* **Exercise description**:
The required output is the exact sequence of lines from the line holding "Indicate every instance of the woman" to the end of the records, inclusive.

* **Task data**:
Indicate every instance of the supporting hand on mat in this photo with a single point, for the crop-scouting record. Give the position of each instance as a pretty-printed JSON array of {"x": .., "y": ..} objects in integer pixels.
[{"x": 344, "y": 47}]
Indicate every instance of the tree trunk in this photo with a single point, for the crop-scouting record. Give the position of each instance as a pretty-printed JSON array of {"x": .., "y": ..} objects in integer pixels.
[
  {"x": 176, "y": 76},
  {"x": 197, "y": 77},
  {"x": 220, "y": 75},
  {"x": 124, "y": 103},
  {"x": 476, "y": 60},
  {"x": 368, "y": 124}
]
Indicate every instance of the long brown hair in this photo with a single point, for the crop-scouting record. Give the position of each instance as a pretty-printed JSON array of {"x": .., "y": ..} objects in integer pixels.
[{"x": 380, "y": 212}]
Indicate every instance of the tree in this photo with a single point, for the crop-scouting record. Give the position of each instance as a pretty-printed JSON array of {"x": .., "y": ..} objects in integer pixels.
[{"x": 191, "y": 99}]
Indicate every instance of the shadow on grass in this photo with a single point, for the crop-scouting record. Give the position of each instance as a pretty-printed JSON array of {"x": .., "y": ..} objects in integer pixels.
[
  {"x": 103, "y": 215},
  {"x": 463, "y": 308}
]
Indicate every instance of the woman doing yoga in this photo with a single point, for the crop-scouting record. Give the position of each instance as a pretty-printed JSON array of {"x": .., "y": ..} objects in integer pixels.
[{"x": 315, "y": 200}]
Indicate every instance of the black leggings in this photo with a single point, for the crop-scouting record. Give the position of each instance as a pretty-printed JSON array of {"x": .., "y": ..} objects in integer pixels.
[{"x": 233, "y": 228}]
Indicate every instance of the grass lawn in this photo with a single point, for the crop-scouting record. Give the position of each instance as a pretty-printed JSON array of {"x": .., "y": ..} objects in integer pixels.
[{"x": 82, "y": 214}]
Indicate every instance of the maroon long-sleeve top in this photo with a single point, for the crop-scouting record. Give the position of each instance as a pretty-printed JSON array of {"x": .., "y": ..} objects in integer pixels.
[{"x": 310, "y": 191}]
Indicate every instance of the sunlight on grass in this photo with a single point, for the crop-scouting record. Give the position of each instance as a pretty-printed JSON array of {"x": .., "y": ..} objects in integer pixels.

* **Result for this exercise**:
Indicate every instance of the woman doing yoga in this photo with a single point, for the crop-scouting record. Give the position of each instance as a pretty-printed JSON array of {"x": .., "y": ..} objects in integer pixels.
[{"x": 315, "y": 200}]
Indicate every instance of the black leggings in this photo with a single point, for the crop-scouting record. Give the position of each instance as a pretty-printed JSON array of {"x": .., "y": ..} objects in integer pixels.
[{"x": 233, "y": 228}]
Indicate every instance of the grass lawn in this photo with a single point, for the crop-scouting record. Give the position of each instance as a pretty-printed JSON array of {"x": .., "y": ..} objects in integer pixels.
[{"x": 82, "y": 214}]
Indicate every instance of the maroon long-sleeve top in this photo with a single point, for the crop-scouting record. Give the position of each instance as a pretty-printed JSON array of {"x": .., "y": ..} objects in integer pixels.
[{"x": 310, "y": 191}]
Indicate every instance of the sunlight on grass in this photo with a single point, for the crop-scouting record. Give the position of each instance as a pretty-printed JSON array of {"x": .., "y": ..} objects in integer pixels.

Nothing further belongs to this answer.